THE EXERCISE> Reproduce, character for character, the lines of the records below from the line containing "job: provide the outline of every instance of the vertical" through the final line of the records, including both ends.

**** ROWS

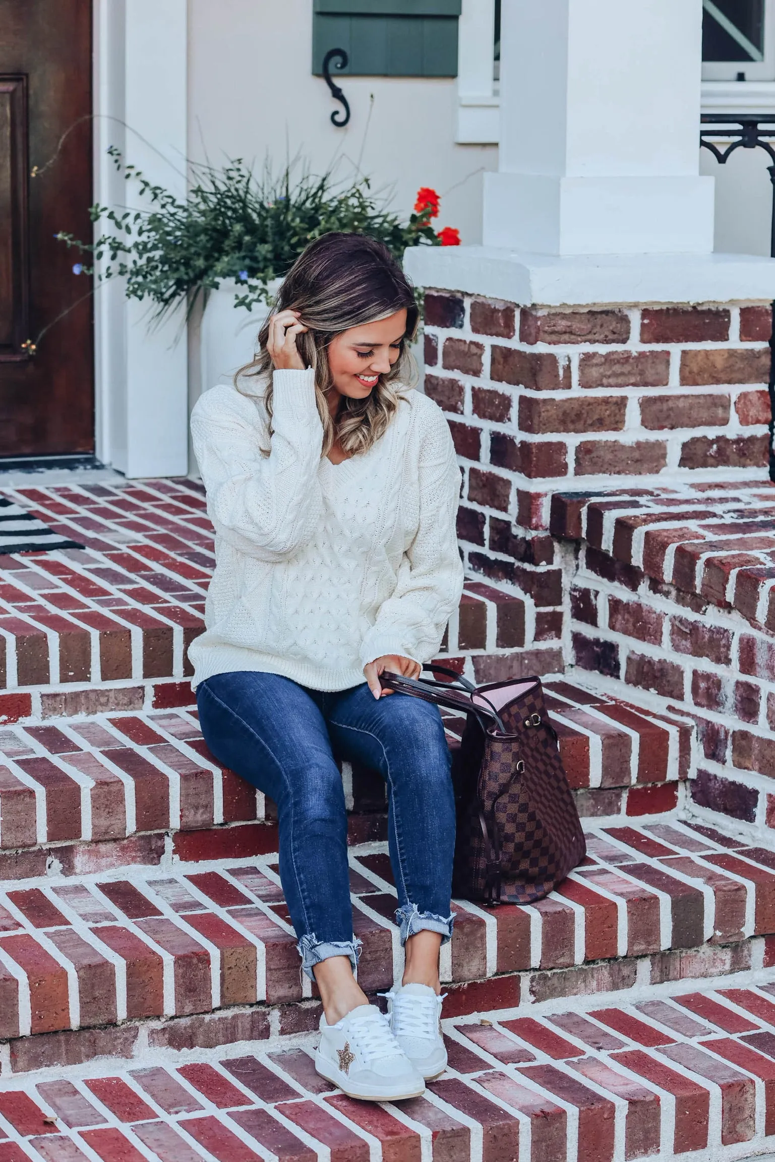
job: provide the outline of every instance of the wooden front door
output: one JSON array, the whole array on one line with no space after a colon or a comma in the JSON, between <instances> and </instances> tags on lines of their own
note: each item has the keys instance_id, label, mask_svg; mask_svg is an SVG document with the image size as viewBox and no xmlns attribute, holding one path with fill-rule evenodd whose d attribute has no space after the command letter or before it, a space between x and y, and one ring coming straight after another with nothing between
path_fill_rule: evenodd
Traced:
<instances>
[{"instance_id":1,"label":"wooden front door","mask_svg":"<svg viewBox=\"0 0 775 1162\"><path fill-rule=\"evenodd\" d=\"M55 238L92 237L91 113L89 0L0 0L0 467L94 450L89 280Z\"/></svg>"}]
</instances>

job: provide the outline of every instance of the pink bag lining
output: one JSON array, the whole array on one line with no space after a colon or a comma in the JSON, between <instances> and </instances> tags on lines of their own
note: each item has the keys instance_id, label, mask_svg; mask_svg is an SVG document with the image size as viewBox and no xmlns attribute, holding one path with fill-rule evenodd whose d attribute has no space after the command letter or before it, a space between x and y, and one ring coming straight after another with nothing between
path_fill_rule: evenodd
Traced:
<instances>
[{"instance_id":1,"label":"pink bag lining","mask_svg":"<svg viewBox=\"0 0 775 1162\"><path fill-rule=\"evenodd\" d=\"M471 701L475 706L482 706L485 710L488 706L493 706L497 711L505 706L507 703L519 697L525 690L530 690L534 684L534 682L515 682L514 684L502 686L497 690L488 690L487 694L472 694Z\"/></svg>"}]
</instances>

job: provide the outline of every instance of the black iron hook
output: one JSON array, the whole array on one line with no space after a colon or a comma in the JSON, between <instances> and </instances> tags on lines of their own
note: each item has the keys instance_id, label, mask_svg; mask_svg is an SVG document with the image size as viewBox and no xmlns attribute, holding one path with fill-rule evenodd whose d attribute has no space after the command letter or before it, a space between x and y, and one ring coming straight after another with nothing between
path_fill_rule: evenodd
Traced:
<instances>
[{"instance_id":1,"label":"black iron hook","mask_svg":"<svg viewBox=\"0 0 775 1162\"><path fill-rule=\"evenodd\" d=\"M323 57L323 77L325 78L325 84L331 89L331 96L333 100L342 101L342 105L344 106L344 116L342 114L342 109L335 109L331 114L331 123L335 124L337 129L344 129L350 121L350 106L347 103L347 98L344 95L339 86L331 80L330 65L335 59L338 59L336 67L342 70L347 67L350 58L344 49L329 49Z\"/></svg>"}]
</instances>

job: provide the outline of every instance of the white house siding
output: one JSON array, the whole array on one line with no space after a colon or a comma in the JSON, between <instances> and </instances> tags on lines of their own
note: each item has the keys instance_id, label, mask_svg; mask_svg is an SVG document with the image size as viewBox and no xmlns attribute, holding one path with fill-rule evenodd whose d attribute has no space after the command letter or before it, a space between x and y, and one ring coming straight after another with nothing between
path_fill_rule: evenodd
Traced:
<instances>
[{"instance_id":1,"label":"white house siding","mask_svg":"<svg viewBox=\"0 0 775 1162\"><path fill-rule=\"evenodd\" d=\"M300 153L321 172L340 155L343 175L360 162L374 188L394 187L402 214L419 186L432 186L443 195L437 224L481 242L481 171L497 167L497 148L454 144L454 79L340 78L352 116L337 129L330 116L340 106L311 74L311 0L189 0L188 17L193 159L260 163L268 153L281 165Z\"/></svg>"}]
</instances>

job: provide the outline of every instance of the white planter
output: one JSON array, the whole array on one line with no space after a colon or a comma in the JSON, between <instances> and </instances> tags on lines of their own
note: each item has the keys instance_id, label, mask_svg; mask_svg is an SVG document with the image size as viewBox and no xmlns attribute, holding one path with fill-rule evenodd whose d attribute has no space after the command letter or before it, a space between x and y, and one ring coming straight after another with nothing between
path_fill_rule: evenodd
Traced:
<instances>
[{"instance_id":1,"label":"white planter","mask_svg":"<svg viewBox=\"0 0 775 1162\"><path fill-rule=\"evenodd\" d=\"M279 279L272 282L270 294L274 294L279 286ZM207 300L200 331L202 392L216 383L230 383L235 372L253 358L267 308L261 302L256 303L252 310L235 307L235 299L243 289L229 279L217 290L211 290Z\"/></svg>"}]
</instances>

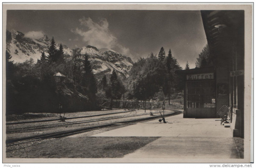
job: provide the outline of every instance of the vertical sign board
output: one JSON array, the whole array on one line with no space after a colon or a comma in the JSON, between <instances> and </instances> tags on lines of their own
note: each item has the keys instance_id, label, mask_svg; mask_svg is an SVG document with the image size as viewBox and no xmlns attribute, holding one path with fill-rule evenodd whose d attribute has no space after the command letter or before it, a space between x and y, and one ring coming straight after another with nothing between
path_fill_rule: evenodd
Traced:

********

OUTPUT OF THE TASK>
job: provide the outline of every instance of the vertical sign board
output: one JSON array, the whole array on one line with no space after a colon or a comma in the JSON, between <instances> and </instances> tags on lines of their own
note: each item has the keys instance_id, label, mask_svg; mask_svg is an SVG document with the image size as viewBox and no xmlns attribute, holding one path with fill-rule evenodd whose d attribute has no space after the command letter or before it, a space between x and y, and one ring coming straight after another with nothing between
path_fill_rule: evenodd
Traced:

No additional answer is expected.